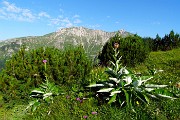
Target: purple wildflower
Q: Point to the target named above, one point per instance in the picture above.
(78, 99)
(85, 117)
(67, 97)
(94, 113)
(44, 61)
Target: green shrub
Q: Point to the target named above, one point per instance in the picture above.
(132, 49)
(26, 70)
(126, 88)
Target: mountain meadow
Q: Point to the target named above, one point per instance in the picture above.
(79, 73)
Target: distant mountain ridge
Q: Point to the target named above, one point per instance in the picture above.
(91, 40)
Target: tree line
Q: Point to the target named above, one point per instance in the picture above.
(168, 42)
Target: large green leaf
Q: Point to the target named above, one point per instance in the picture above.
(155, 86)
(95, 85)
(127, 97)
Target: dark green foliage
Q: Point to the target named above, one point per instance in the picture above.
(168, 42)
(132, 49)
(26, 70)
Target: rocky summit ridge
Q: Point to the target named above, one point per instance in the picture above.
(92, 40)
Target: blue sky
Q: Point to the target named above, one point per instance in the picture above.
(20, 18)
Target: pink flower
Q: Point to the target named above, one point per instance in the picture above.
(44, 61)
(68, 97)
(78, 99)
(85, 117)
(94, 113)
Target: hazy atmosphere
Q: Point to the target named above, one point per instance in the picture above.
(20, 18)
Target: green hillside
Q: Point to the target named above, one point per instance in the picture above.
(68, 108)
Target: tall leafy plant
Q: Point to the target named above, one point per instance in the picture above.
(129, 89)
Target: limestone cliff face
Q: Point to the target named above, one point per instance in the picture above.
(91, 40)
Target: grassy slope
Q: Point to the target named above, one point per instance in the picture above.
(166, 109)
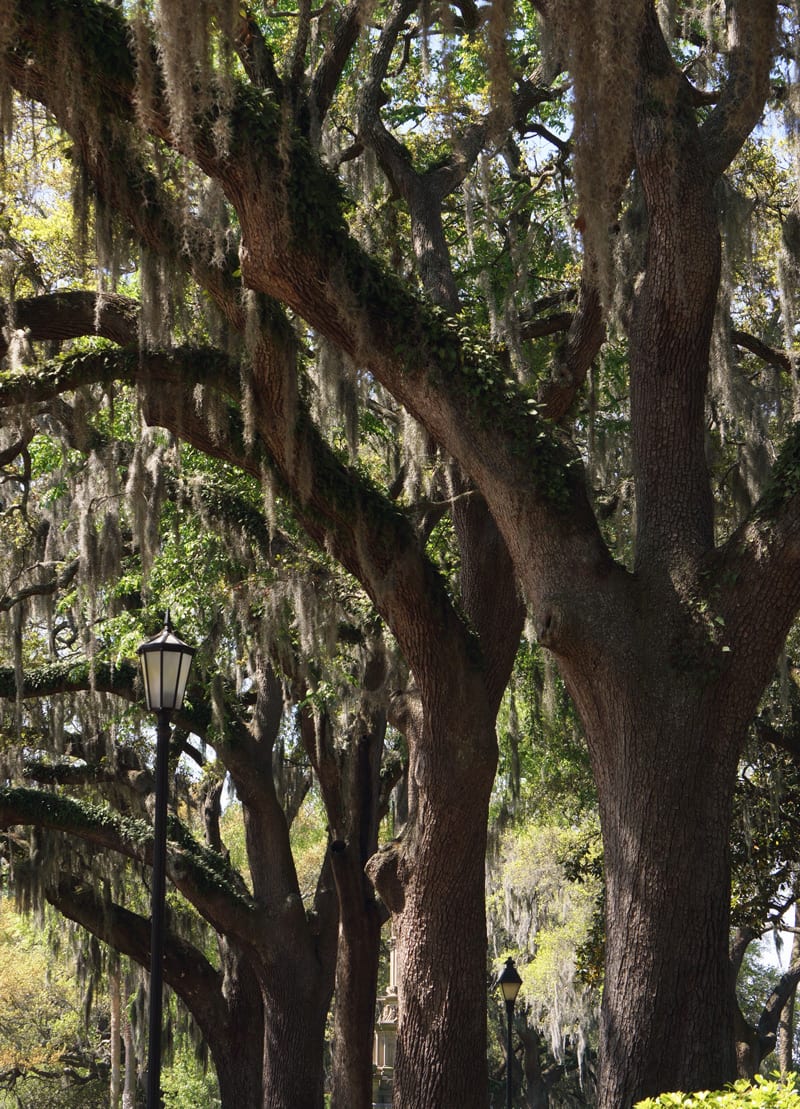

SHORT EXERCISE: Copy out every line of the entries above word for word, leaving out the pictures.

WRITTEN REPLY:
Target: purple wildflower
Q: Point to the target named above, one point per instance in the picture above.
(78, 99)
(85, 117)
(67, 97)
(94, 113)
(44, 61)
Target: green shrub
Q: Point to the target named above, one point per instance in the picture above.
(132, 49)
(26, 70)
(126, 88)
Target: mountain meadow
Q: Point to the target named above, one point per instance in the picture above.
(79, 73)
Target: distant mountain ridge
Q: Point to the target named above, one point per instance in the picture above.
(91, 40)
Target: tree line
Q: Point to the target named above, one point per instance in the picture above.
(168, 42)
Target: large green leaf
Q: Point to the target named above, one point per instance in the picture above.
(155, 86)
(95, 85)
(127, 97)
Target: dark green foliage
Q: Point to the target named above, one point per instance in the picture above.
(168, 42)
(132, 49)
(26, 70)
Target: rocky summit ridge
Q: Point to the target named above, one point per instance in the picture above.
(92, 40)
Target: blue sky
Q: Point to the target named above, one point per instance in the picture above.
(20, 18)
Target: pink flower
Q: Point to the target named above, one point per instance in the picture above.
(44, 61)
(68, 97)
(78, 99)
(85, 117)
(94, 113)
Target: hazy atmosphere
Q: Point to the target named above, one point per instance in the picture above.
(20, 18)
Target: green hillside
Q: Point to the target named above, one point per instance in the picture above.
(68, 108)
Target: tall leafy plant
Q: Point to the target named above, one point per instance in the picture above.
(129, 89)
Target: limestone cliff face
Q: Point to the target named above, one point per instance in the picture above.
(91, 40)
Target: grassy slope
Q: Point to the target named above, one point per instance in the picture above.
(166, 109)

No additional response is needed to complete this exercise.